Text passage –
^^^^^^^^
It took awhile to learn some of the most basic moves. The positioning of the body through the sequences is very specific. Some are difficult on the muscles and joints. Most require a degree of balance, that rises as we enter deeper into the set, the foundation movements being repeated often as they segue way into others.

The strikes and blocks of Tai Chi are surprisingly and economically brutal from a martial prerspective – no wasted movement, every effort to maximum effect; lots of bone crushing and joint wrenching. But the practice of it, moving slowly, seamlessly from pose to sweep to stance, is a flowing practice, a study in all the ways the body can form a circle. It is concentrated and meditative. The bending and arcing of the body becomes a previously unsuspected medium. The 108 movements of Yang style are a lesson in balance. And balance is something that starts as a glimmer, a tickle, somewhere deep in the sensitive body, then it spreads, and it tunes and embraces the senses and limbs, to the point where it becomes impossible to fall out of balance, with anything!

My first efforts at solo practice were a few minutes remembering the turns of my body, and Bruce’s feedback to me, always, to relax my shoulders, to mind my breathing, to be tense only where required. It soon became an almost daily practice, the first intentional act of the day, carried out every morning on my apartment building’s roof deck, before going to work. Later on, I found a group in Grange Park that I sometimes joined. Later on, it was the groups in Greenwood Park. It’s been welcoming and gratifying, to be studied by elderly Chinese practitioners, who after a few minutes of scrutiny, usually say, “Good, good. Who taught you. You have good form.” Or alternately, give me some little suggestion, how to bring a particular element of my body more alive in a sequence.

Bruce was very generous, and central to his message to us about the practice was his own benefit through sharing it. I was pleased, a couple of years later, when, after cancer and treatment, Bruce asked if I’d help him begin to re-remember the long routine. We met a handful of times, but circumstance gradually made those meetings rarer and rarer. His sudden passing in early 2009 underscored the lost opportunity to know him better.

This fall, Bruce’s wife, Kim, asked if I’d like to have his Tai Chi books and his staff. I agreed, and she and I spent time over coffee, talking about life, our jobs, Tai Chi, and their growing daughters. Emma and her French study, and her eminent semester in Paris, got me thinking to get her a copy of George Perec’s “Life: a User’s Manual”. Kendra has a growing interest in medicine.
^^^^^^^^
Source material –

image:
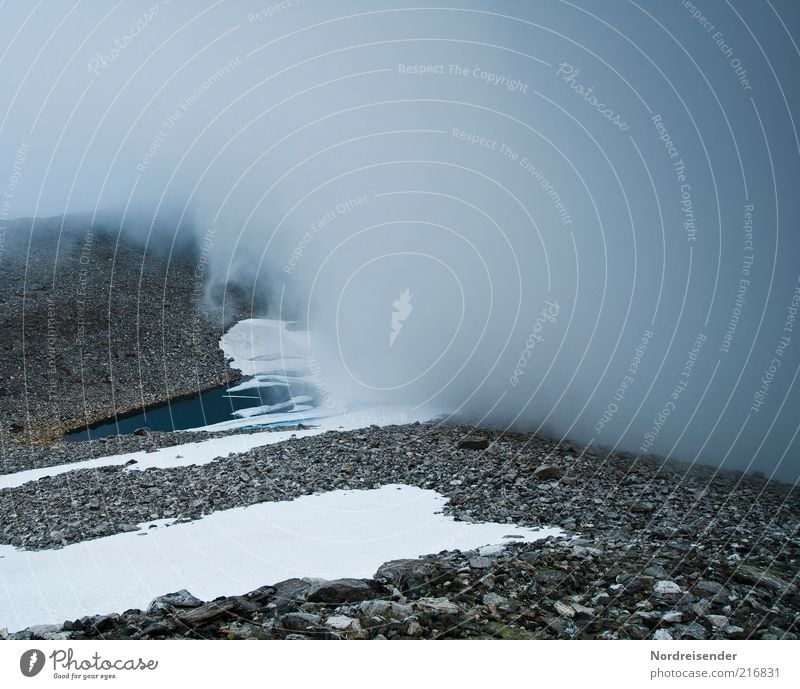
^^^^^^^^
Problem to solve –
Return the part of the Tai Chi passage above that starts at "My first efforts" and ends at "in a sequence.", copied word for word.

Completed exercise –
My first efforts at solo practice were a few minutes remembering the turns of my body, and Bruce’s feedback to me, always, to relax my shoulders, to mind my breathing, to be tense only where required. It soon became an almost daily practice, the first intentional act of the day, carried out every morning on my apartment building’s roof deck, before going to work. Later on, I found a group in Grange Park that I sometimes joined. Later on, it was the groups in Greenwood Park. It’s been welcoming and gratifying, to be studied by elderly Chinese practitioners, who after a few minutes of scrutiny, usually say, “Good, good. Who taught you. You have good form.” Or alternately, give me some little suggestion, how to bring a particular element of my body more alive in a sequence.